==== PASSAGE SHOWN ====

The Separate Presidential Brigade "Hetman Bohdan Khmelnytskyi" () is a special military unit of Ukraine and its Armed Forces which is mandated to defend the president of Ukraine in his duty as Supreme Commander-in-chief of the Armed Forces, the First Family, and the presidential residences and facilities assigned to the presidential office.

History 
By order of the National Guard on January 2, 1992, on the basis of the personnel of the 290th independent motorized rifle Novorossiysk Red Banner Lenin Komsomol special operational-purpose regiment of the Internal Troops of the MVD of the USSR, the brigade was formed as the 1st National Guard Infantry Regiment (military unit 4101) in Kyiv, in the 1st (Kyiv) Division of the National Guard (military unit 2210). In 1995, the regiment was reflagged as an infantry brigade.

The 24th independent brigade of the NGU was renamed the 24th special brigade of special purpose of the NGU by order of the KNGU on December 24, 1998. By Decree of the President of Ukraine dated October 30, 1999, the 24th Brigade was awarded the honorary title "Kyiv" for the merits of personnel in tasks ensuring public order in Ukraine's capital.

==== GIVEN DATA ====

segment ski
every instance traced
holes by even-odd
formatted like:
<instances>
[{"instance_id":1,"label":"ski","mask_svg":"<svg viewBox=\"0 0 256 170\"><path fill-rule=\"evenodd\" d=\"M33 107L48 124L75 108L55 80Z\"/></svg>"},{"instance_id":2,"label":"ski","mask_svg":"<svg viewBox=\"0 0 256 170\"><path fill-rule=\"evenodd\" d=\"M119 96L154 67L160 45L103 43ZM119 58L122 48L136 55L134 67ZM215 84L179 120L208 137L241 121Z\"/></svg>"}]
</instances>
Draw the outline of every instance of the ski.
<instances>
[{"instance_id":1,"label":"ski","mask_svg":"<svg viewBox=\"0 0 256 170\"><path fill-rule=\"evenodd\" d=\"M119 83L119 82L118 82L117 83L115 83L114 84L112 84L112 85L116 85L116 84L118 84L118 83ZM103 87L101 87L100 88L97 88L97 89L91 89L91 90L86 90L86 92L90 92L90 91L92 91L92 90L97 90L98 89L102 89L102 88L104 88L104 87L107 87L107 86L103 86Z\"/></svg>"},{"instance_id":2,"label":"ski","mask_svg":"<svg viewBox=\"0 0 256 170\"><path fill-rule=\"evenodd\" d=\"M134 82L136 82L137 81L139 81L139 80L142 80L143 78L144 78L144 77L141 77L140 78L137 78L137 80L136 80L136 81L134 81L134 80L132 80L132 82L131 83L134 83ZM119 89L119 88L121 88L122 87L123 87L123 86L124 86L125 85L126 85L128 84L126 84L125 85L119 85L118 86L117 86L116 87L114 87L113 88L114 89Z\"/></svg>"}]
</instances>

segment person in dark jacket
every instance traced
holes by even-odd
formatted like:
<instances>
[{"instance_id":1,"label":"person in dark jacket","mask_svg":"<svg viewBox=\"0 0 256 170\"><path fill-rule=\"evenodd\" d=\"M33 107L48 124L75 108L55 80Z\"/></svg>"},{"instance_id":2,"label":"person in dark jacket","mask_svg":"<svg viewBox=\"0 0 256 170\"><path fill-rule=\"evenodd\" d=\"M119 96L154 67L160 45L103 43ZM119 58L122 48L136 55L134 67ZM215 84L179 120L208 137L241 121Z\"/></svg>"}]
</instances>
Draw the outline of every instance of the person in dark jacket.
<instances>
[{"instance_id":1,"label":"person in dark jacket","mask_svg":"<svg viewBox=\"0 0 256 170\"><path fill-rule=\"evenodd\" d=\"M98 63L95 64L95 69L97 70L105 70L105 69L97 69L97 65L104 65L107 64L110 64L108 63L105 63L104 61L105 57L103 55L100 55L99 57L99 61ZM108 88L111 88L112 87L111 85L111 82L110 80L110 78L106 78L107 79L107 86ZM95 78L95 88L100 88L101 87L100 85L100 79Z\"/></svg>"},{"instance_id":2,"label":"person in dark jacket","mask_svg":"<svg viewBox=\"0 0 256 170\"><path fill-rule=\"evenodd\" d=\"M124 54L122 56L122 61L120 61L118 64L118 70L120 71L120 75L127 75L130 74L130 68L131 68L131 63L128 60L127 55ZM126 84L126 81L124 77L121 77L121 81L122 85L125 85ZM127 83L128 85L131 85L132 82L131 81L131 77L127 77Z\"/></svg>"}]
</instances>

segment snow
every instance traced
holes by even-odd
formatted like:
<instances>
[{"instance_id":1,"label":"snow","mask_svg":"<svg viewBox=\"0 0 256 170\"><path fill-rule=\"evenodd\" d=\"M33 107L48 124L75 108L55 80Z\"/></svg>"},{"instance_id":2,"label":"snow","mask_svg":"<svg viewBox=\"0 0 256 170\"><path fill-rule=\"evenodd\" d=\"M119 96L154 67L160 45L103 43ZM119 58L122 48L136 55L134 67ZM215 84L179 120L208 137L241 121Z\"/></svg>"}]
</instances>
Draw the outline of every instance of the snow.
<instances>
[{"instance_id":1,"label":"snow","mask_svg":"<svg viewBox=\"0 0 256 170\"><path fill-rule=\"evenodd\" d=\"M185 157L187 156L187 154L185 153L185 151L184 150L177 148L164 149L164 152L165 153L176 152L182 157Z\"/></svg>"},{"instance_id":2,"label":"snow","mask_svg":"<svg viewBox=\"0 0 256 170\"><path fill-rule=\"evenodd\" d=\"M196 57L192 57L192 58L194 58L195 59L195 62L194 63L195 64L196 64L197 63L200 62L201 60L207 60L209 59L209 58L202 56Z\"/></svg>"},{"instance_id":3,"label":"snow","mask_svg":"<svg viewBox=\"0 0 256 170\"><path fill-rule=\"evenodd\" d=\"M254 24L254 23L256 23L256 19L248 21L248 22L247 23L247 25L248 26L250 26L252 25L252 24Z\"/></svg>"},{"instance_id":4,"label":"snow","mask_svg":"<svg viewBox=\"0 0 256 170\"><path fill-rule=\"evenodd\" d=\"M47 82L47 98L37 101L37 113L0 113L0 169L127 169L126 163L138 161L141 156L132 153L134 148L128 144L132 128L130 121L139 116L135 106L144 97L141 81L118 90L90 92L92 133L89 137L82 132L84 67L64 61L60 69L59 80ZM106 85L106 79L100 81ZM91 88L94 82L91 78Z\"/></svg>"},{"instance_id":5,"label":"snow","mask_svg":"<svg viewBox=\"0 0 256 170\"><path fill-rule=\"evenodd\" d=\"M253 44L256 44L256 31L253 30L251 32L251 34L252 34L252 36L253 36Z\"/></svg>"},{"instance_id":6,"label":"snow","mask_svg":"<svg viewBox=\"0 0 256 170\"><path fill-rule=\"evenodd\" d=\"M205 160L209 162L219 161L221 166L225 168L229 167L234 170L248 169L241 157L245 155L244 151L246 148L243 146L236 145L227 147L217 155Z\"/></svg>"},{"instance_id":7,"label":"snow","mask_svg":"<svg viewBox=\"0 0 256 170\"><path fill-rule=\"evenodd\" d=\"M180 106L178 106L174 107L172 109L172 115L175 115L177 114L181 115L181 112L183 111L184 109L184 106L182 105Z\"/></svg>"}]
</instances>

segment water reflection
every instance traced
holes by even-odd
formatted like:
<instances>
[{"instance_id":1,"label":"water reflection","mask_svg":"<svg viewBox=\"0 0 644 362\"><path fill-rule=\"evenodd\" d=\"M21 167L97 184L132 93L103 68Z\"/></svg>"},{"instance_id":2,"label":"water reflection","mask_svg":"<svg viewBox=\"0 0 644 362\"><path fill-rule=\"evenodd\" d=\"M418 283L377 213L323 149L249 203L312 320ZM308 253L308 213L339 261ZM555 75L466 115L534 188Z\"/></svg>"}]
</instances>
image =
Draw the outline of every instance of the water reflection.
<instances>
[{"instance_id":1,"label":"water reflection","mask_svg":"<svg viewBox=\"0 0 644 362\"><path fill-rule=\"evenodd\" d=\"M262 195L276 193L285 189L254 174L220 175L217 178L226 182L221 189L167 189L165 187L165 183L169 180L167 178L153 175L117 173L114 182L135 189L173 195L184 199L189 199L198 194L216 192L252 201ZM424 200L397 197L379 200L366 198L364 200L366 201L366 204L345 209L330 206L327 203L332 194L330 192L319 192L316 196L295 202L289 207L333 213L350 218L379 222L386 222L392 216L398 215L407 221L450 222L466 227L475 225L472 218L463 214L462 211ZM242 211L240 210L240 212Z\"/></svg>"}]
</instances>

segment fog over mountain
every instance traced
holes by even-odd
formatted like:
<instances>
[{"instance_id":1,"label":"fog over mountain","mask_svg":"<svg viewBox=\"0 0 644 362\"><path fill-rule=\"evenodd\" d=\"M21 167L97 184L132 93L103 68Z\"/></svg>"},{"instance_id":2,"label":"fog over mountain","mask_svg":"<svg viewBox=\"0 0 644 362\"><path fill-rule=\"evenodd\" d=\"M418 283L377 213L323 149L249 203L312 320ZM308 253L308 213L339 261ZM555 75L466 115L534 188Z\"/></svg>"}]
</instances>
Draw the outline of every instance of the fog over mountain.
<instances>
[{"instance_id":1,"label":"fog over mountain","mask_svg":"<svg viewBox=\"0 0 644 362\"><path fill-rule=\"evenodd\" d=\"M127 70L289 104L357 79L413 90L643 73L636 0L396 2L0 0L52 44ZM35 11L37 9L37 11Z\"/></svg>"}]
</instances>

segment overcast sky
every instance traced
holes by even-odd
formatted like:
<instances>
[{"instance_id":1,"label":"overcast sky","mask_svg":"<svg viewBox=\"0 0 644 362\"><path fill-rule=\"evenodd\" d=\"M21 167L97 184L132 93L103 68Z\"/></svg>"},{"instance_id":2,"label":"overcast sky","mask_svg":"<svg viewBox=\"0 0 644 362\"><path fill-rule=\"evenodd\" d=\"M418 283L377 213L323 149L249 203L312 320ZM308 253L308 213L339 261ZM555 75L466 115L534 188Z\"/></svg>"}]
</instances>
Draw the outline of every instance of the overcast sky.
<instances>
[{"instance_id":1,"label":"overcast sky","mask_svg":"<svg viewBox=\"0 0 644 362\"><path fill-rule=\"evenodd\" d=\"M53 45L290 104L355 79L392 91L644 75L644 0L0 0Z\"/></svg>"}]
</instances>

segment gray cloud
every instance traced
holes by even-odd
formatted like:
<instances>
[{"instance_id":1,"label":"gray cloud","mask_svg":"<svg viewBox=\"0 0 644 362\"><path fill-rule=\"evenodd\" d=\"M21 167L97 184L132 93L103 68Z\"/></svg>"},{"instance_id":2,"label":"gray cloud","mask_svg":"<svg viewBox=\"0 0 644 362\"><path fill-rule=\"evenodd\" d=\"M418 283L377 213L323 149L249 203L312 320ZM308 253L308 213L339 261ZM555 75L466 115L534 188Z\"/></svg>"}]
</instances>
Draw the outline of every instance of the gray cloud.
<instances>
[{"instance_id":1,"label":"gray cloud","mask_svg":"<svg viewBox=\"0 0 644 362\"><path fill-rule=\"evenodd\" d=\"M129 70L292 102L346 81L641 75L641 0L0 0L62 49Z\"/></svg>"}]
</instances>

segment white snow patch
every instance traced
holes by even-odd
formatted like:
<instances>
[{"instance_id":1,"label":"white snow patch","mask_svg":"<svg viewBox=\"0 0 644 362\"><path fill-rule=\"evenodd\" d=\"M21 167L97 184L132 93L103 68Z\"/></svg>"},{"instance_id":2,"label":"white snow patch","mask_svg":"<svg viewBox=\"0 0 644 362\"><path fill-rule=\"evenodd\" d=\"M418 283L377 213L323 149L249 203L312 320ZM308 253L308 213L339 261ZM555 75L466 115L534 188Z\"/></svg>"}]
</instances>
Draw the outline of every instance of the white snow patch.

====

_WHAT THIS EXERCISE ASKS_.
- A) Reproduce the part of the brigade passage starting with "The Separate Presidential" and going on through "the presidential office.".
- B) Answer these questions from the brigade passage:
(i) What military unit number did the 1st National Guard Infantry Regiment carry?
(ii) In what year was the regiment reflagged as an infantry brigade?
(iii) What honorary title did the presidential decree dated October 30, 1999 award to the 24th Brigade?

_ANSWERS BY TASK_.
- A)
The Separate Presidential Brigade "Hetman Bohdan Khmelnytskyi" () is a special military unit of Ukraine and its Armed Forces which is mandated to defend the president of Ukraine in his duty as Supreme Commander-in-chief of the Armed Forces, the First Family, and the presidential residences and facilities assigned to the presidential office.

- B)
(i) 4101
(ii) 1995
(iii) "Kyiv"